• [Given text]
- - - -
Building on the original report published in June, this update focuses on how recent changes in policy, investment, and the technological landscape are shaping the medium- to long-term competitiveness of Korea’s deep tech sector. Reddal identifies 2026 as a critical inflection point for the ecosystem and highlights three must-clear gateways for sustainable growth: securing top talent, shifting toward long-term innovation-driven technology policies, and building an ecosystem in which emerging global deep tech companies can originate and scale from Korea.

Limits of AI- and system-semiconductor-led growth and structural imbalance across deep tech

According to the report, as of the second half of 2025, Korea’s deep tech industry and investment flows remain overly concentrated in AI and system semiconductors, constraining balanced growth across the broader ecosystem. As government policies and capital continue to gravitate toward proven themes, long-cycle global deep tech domains such as nuclear energy and quantum technologies are experiencing weakened R&D continuity and investment stability. Illustratively, in Reddal’s June deep tech company list, 78 firms were in AI and big data and 14 in system semiconductors, while only four were in quantum technologies and none in nuclear energy.

While AI and system semiconductors currently show the strongest momentum driven by rising global demand, the report cautions that this momentum does not automatically translate into sustainable competitive advantage. Despite continued private-sector R&D supported by government initiatives such as national AI programs and GPU supply-chain alliances, Korea faces a fundamentally different competitive landscape from the United States and China, whose AI industries have spent years building data-intensive capabilities, iterating across technology generations, and establishing market dominance with global users and customers. As a result, Reddal argues that Korea must pursue a differentiated path rather than attempting to replicate these trajectories. To convert current momentum into real industrial competitiveness, the report emphasizes the need to move beyond short-term infrastructure build-outs and pilot projects and instead develop a vertically integrated value stack spanning manufacturing, devices, and digital services.
- - - -
• [Given exercise]
Continue the report on Korea's deep tech sector from the point where it stops.
- - - -
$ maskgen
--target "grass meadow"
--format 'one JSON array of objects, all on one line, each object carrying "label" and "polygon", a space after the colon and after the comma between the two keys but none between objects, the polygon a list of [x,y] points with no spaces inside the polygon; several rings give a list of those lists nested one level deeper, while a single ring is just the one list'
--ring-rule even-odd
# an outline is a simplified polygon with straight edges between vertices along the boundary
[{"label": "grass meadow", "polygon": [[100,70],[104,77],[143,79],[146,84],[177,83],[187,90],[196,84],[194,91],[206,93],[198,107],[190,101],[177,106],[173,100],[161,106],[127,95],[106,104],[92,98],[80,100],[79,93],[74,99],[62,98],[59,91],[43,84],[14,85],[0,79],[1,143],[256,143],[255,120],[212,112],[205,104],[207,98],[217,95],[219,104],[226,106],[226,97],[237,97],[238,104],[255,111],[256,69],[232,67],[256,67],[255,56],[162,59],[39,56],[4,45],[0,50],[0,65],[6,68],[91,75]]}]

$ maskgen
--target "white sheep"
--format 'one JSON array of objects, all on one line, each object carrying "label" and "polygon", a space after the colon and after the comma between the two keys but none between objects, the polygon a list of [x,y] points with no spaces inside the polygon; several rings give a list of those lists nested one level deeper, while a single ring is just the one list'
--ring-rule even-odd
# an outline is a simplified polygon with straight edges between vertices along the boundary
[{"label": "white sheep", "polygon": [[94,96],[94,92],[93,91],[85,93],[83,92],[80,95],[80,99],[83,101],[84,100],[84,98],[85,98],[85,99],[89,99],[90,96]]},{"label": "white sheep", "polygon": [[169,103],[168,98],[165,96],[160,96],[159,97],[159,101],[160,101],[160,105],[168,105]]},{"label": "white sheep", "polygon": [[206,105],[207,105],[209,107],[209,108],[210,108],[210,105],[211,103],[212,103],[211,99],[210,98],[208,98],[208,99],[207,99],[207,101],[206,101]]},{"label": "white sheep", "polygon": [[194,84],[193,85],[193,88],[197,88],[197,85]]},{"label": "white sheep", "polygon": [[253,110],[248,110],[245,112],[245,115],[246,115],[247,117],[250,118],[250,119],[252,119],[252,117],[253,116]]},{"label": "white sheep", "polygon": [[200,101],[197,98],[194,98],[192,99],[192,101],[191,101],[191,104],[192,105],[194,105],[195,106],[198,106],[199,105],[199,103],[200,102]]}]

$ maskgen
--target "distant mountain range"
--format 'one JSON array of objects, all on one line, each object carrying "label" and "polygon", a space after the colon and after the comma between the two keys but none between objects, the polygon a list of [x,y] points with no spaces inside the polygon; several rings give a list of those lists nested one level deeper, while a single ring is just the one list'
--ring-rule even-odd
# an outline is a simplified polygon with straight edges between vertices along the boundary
- - - -
• [Response to the exercise]
Strategic long-term opportunities in aerospace, quantum, and next-generation nuclear

The report also identifies aerospace, quantum technologies, and next-generation nuclear as strategic sectors with significant medium- to long-term growth potential, despite receiving relatively limited attention today. These areas build on Korea’s accumulated strengths in basic science and public research. In aerospace, the analysis highlights the importance of progressing beyond early commercialization of launch vehicles and satellites toward a more mature stage in which private companies anchor value chains end to end. For quantum and nuclear technologies, the report stresses the need for conditions that enable faster formation of private startups and attract both domestic and international talent and capital.

Although Korea ranks among global leaders in public basic science research across all three areas, translating these strengths into market-ready solutions requires rapid and sustained talent acquisition—including foreign talent—and effective transfer of intellectual property from public research to private-sector commercialization. The report concludes that with long-term capital structures and clear commercialization pathways that convert research outcomes into revenue, these sectors could emerge as tangible growth engines for the Korean economy over the coming decades.

Three critical gateways to sustainable growth

Reddal emphasizes that for Korea’s deep tech ecosystem to move onto a sustainable growth trajectory, it must go beyond isolated policies or short-term achievements and simultaneously address three interconnected priorities: talent, long-term policy transformation, and a startup-centric ecosystem. These gateways are not sequential choices but essential conditions; failure in any one risks undermining the competitiveness of the entire system.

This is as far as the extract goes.